» **WHAT IS BEING ASKED**:
List every line in the rows below that contains the word "distant", copying each line in full.

[Point annotation records]
--------------------

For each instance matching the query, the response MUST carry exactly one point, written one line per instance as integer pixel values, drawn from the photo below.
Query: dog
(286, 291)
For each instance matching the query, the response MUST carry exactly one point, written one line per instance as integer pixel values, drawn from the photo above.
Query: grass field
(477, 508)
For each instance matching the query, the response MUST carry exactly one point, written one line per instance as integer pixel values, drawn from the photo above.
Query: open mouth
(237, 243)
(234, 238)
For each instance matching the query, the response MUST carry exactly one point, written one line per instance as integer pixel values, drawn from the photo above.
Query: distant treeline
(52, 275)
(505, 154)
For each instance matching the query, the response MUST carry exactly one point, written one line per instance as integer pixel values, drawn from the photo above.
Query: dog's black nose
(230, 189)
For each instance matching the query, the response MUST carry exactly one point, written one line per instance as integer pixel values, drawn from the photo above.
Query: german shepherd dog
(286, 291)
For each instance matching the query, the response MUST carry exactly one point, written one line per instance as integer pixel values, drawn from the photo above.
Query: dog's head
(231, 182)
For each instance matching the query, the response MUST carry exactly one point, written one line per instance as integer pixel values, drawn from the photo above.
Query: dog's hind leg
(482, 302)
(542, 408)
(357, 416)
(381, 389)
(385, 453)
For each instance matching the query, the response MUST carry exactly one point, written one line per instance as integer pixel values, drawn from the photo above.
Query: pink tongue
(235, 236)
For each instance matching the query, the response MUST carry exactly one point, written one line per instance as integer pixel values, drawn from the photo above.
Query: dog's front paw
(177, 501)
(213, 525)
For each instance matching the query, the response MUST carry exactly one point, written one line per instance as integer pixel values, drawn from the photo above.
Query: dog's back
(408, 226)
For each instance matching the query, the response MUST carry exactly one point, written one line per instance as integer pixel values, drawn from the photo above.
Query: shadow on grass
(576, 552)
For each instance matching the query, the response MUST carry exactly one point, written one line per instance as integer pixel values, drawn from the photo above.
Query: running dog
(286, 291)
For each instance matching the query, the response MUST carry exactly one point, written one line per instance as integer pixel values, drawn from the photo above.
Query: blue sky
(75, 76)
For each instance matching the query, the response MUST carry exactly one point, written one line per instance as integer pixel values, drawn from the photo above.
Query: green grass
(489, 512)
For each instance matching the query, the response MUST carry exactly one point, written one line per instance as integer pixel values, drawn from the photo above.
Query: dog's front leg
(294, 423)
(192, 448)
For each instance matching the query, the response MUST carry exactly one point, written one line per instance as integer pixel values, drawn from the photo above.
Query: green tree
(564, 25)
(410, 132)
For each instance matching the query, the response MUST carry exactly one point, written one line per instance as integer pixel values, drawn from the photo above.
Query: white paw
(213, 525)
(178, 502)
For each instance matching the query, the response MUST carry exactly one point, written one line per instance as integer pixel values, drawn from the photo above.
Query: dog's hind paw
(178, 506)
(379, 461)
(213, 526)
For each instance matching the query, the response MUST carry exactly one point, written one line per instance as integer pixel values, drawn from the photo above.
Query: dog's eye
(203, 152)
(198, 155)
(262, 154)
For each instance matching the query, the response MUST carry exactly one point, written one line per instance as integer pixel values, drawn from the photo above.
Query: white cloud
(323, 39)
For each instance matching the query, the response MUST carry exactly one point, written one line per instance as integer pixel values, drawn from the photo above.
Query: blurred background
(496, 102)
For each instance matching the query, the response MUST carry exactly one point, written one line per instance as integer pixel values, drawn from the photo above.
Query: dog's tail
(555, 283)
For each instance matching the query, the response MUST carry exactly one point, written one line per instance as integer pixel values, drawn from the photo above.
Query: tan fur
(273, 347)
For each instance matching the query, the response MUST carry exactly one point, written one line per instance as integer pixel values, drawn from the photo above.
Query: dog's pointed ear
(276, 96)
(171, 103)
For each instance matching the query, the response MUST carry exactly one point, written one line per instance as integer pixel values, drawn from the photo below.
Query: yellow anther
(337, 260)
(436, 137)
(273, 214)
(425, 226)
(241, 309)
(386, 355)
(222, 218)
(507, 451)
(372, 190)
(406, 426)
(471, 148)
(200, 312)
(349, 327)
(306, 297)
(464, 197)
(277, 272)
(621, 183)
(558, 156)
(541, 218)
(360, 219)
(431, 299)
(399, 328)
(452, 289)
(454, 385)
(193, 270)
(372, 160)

--------------------

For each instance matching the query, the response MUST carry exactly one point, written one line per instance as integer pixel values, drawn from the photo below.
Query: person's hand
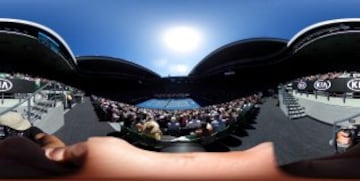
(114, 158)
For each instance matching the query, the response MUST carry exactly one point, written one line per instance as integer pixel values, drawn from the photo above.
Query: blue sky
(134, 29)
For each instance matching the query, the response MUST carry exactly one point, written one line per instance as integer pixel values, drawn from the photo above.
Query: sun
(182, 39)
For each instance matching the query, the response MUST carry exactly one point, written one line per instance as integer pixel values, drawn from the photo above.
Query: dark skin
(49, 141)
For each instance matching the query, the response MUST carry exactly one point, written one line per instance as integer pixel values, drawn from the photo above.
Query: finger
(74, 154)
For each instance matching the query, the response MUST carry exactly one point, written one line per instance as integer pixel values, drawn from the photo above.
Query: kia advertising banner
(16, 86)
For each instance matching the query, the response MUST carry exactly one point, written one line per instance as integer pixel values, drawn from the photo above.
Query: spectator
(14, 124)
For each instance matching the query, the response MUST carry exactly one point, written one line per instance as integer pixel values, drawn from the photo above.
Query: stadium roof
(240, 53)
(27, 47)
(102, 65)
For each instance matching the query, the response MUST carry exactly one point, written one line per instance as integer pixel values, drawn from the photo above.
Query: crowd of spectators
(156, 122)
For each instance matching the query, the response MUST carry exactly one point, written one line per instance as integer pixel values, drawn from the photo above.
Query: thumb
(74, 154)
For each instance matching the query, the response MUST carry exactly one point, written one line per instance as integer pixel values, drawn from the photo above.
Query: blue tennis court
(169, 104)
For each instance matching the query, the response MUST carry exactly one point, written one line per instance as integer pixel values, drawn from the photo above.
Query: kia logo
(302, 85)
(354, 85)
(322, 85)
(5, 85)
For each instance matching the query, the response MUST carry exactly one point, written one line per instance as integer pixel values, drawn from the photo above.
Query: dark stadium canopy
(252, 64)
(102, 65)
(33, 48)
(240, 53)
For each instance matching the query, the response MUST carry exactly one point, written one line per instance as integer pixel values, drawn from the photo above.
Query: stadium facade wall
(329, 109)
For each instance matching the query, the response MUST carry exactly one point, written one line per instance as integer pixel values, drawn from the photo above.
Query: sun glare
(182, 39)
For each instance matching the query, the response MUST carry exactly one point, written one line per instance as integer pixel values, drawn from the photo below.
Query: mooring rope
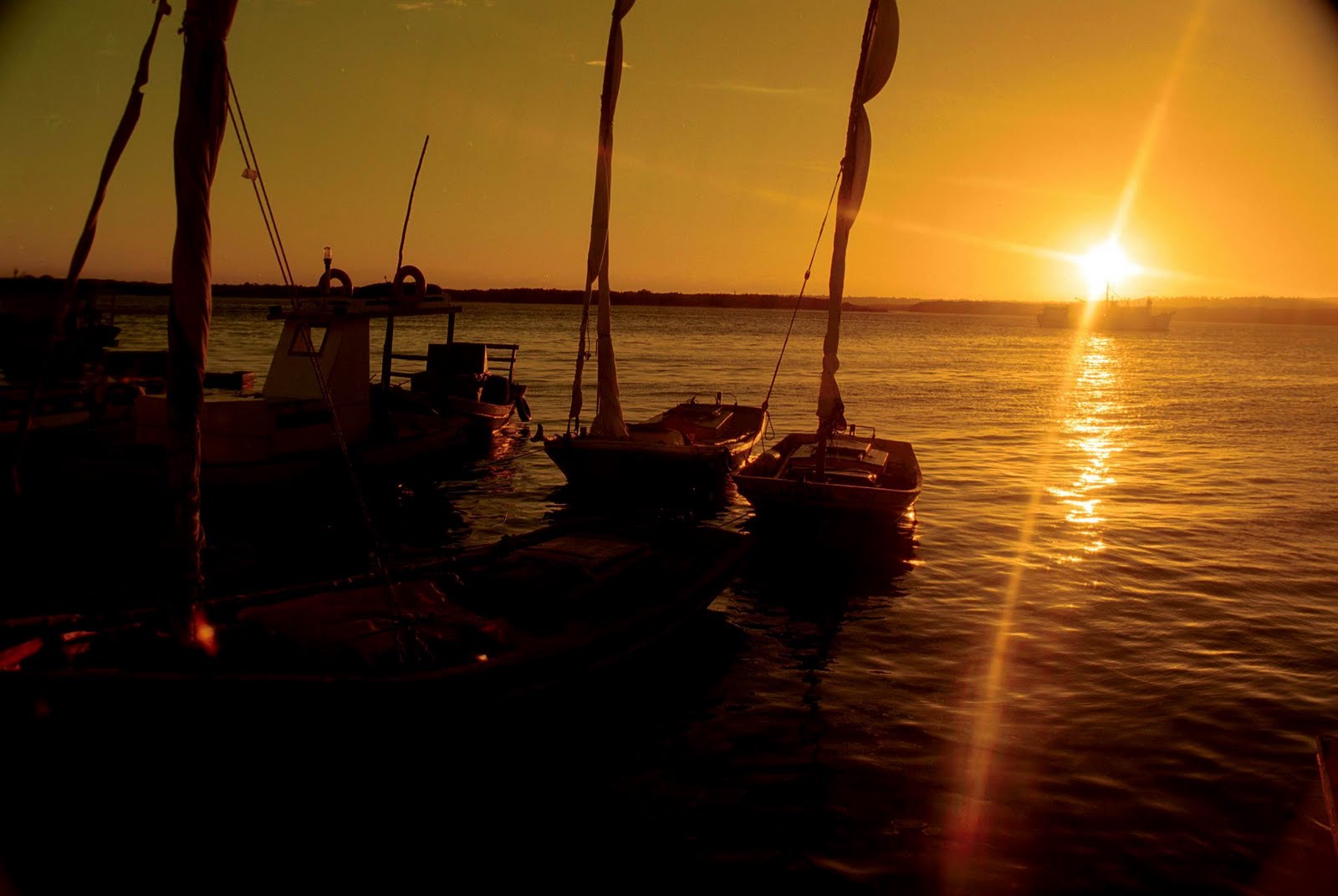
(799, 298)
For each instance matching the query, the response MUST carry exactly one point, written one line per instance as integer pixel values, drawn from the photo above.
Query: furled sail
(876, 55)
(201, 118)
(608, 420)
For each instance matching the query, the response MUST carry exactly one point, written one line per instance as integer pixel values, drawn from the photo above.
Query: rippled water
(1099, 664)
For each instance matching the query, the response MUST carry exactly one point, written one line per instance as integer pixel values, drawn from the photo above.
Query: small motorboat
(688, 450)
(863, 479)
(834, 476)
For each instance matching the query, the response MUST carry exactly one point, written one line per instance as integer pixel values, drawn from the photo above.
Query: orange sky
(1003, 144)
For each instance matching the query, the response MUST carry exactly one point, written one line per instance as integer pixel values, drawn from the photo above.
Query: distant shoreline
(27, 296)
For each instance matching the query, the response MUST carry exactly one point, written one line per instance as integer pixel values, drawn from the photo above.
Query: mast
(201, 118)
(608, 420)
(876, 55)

--------------------

» **COMPLETE ANSWER**:
Query: distant treeline
Query: distant shoreline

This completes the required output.